ЗАДАНИЯ ДЛЯ РАБОТЫ =
#1 Кто, согласно отрывку о Нобелевской премии Горбачева, представлял его на торжественной церемонии в декабре 1990 года?
#2 Перепишите часть отрывка о Нобелевской премии Горбачева между словами «Главная причина, разумеется, - внутренняя» и «ожесточенной политической борьбы.» включительно, заменив «перестройки» на «реформ».
#3 Продолжите текст о Нобелевской премии Горбачева, начав сразу после его последнего предложения.
***** ПРИВЕДЁННЫЙ ОТРЫВОК
В декабре 1990 года Горбачев не поехал получать присужденную ему
Нобелевскую премию мира (он приехал в Осло и выступил с Нобелевской лекцией
весной 1991-го). На торжественной церемонии его представлял зам. министра
иностранных дел А.Ковалев. Почему советский президент уклонился тогда от
почестей со стороны мирового сообщества, которые, бесспорно, заслужил?
Главная причина, разумеется, - внутренняя ситуация в стране. К осени 90-го
разрыв между внешнеполитическим триумфом Горбачева и все более драматичными
последствиями его политики внутри Советского Союза стал очевидным. И
запоздавшая Нобелевская премия только подчеркивала этот контраст. Кроме
того, к этому времени уже и внешняя политика Горбачева стала терять
внутреннюю поддержку - из самого выигрышного аспекта перестройки, дольше
других вызывавшего почти единодушное одобрение не только населения, но и
большей части его окружения, она вслед за другими сюжетами превратилась в
поле ожесточенной политической борьбы.
Да и принципы нового мышления, сформулированные Горбачевым как аксиомы
грядущего миропорядка в его речи в ООН, и первый среди них - отказ от
применения силы, подверглись труднейшему испытанию на просторах трещавшей по
швам советской империи. События в Тбилиси, Карабахе, Баку и Прибалтике,
которые все труднее было квалифицировать как разрозненные инциденты,
настойчиво ставили перед Горбачевым неприятный вопрос: применимо ли новое
политическое мышление к внутренней политике, и если нет, то каковы критерии
использования его постулатов - от свободы выбора до неприменения силы?
**********
***** ИЗВЛЕЧЁННЫЕ ДАННЫЕ
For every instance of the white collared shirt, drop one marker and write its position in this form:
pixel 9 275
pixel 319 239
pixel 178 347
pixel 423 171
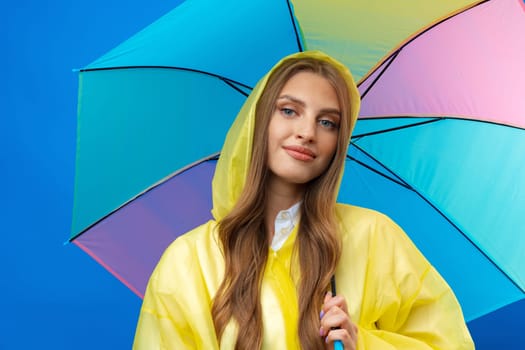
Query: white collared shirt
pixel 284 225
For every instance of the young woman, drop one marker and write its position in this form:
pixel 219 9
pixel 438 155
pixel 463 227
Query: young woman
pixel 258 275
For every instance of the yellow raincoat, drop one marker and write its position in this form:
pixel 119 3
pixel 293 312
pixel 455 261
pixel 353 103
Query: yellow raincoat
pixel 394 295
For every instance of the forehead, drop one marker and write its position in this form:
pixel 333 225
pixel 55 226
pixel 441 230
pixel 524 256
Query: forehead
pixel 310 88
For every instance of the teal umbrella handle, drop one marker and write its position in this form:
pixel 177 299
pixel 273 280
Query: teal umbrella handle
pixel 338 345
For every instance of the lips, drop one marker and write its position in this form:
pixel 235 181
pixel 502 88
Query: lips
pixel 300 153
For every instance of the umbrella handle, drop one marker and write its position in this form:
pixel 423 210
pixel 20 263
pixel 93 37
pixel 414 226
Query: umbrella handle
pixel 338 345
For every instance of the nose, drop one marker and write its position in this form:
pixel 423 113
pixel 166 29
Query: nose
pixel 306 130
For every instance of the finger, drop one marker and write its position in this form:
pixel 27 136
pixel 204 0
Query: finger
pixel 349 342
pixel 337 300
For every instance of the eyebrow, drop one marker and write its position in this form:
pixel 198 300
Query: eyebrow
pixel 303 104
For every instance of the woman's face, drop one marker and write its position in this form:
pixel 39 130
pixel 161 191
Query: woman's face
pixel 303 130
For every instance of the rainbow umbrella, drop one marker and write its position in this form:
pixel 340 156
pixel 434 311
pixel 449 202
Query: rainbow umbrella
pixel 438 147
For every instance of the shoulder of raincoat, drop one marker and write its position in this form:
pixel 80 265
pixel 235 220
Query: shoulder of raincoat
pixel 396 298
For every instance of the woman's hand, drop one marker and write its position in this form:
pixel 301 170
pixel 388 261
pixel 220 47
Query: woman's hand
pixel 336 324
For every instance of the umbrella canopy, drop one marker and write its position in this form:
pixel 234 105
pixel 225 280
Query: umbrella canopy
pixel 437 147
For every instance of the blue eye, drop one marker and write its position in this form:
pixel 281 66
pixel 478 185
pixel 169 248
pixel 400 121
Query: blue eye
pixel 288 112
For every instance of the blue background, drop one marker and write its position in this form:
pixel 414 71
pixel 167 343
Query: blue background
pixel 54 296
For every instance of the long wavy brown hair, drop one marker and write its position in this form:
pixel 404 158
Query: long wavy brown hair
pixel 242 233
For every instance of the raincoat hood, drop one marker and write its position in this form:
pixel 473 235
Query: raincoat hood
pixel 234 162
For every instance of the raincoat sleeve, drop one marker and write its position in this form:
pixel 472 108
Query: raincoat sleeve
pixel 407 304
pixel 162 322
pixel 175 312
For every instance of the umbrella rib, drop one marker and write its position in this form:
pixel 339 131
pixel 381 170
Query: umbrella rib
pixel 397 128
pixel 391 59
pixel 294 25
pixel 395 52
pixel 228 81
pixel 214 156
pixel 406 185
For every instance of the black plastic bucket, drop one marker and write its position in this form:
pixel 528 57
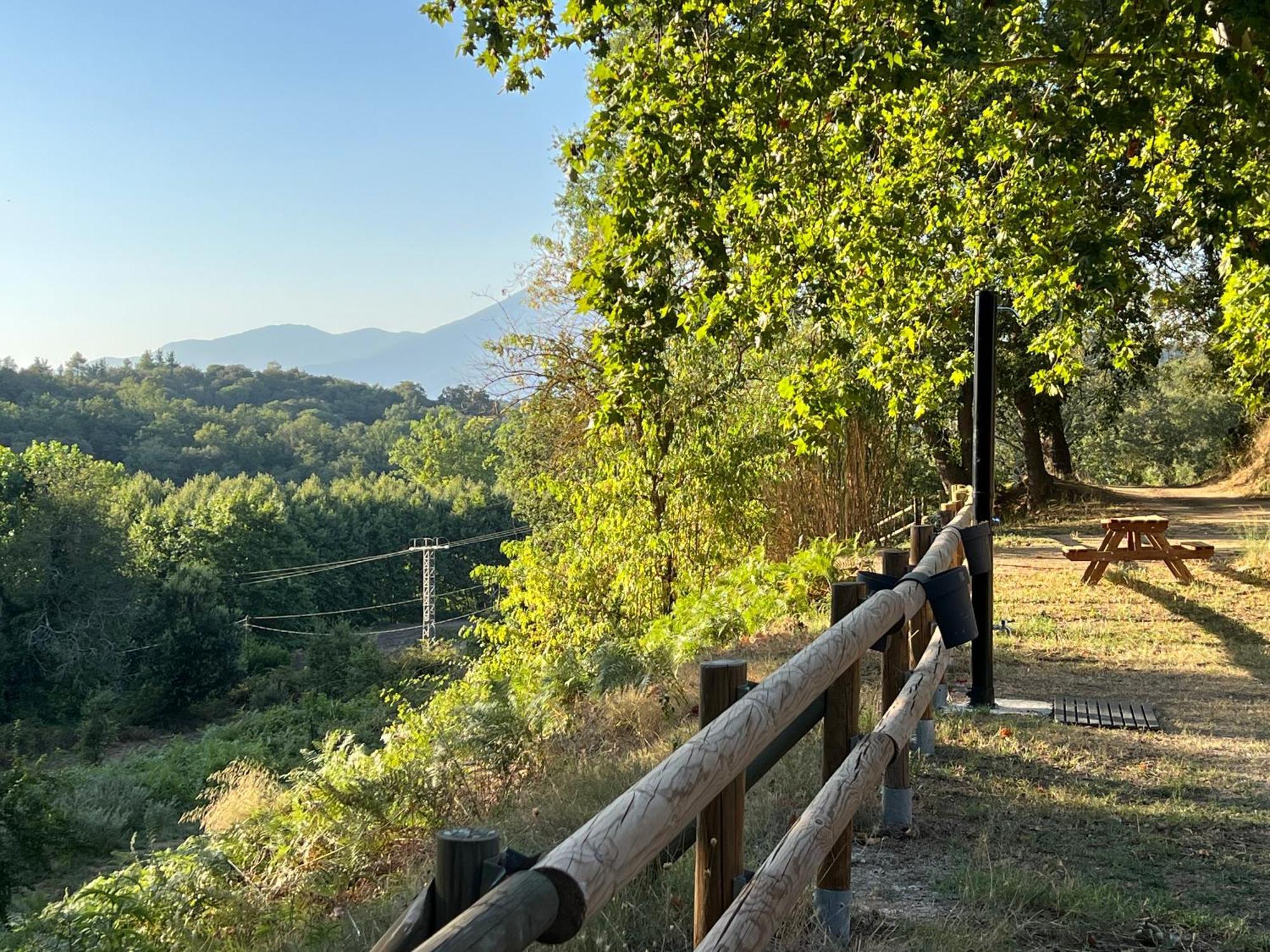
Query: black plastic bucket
**********
ОТВЕТЫ НА ЗАДАНИЯ =
#1 Заместитель министра иностранных дел А. Ковалев.

#2
Главная причина, разумеется, - внутренняя ситуация в стране. К осени 90-го
разрыв между внешнеполитическим триумфом Горбачева и все более драматичными
последствиями его политики внутри Советского Союза стал очевидным. И
запоздавшая Нобелевская премия только подчеркивала этот контраст. Кроме
того, к этому времени уже и внешняя политика Горбачева стала терять
внутреннюю поддержку - из самого выигрышного аспекта реформ, дольше
других вызывавшего почти единодушное одобрение не только населения, но и
большей части его окружения, она вслед за другими сюжетами превратилась в
поле ожесточенной политической борьбы.

#3
Всклокоченная реальность его собственной страны, которую, как
выяснилось, значительно труднее реформировать, чем окружающий ее мир, вновь
возвращала Горбачева к теперь уже заочному диспуту с классиком старого
политмышления Громыко - тот, находясь в отставке, как пишет его сын
Анатолий, твердил: "В кризисных ситуациях дозированное применение силы
оправдано". И, разочаровавшись в своем "крестнике", о котором однажды в
сердцах заметил: "Не по Сеньке шапка", резюмировал: "Если гордишься своим
пацифизмом, не садись в кресло руководителя великой державы". Конечно, легко
сказать "в кризисных ситуациях", но как быть с политической головоломкой
выхода из системного кризиса через перестройку - этот спровоцированный,
задуманный, рукотворный кризис, - "созидательный хаос"?
Со всеми этими вопросами ему еще предстояло столкнуться в последующие,
отведенные перестройке годы. Прощаясь с Рейганом и Вашингтоном, Горбачев
имел еще основания считать, что время работает на него. И поэтому, когда на
заключительной пресс-конференции кто-то из въедливых журналистов, нарушив
приподнятую атмосферу, задал бестактный вопрос о внутренних разногласиях в
советском руководстве, генсек неожиданно резко ответил: "Внутри Политбюро и
ЦК нет разногласий, и могу вас заверить, что никакого раскола нет и не
будет". Увидев удивленные лица журналистов, явно пораженных неожиданным
пылом этой тирады, он, желая сгладить неловкость и как бы оправдываясь,
добавил: "Может быть, я поддался эмоциям, но я искренен перед вами".
Подозревать его тогда в неискренности не было оснований. Однако если бы тот
же самый вопрос ему задали три месяца спустя, он, возможно, отвечал бы не
так убежденно.

    * ГЛАВА 6. "ПАРТИЯ - ЕДИНСТВЕННОЕ, ЧТО МНЕ НЕ ИЗМЕНИТ" *





    ПРОЙДЕТ ЛИ ВЕРБЛЮД ЧЕРЕЗ ИГОЛЬНОЕ УШКО?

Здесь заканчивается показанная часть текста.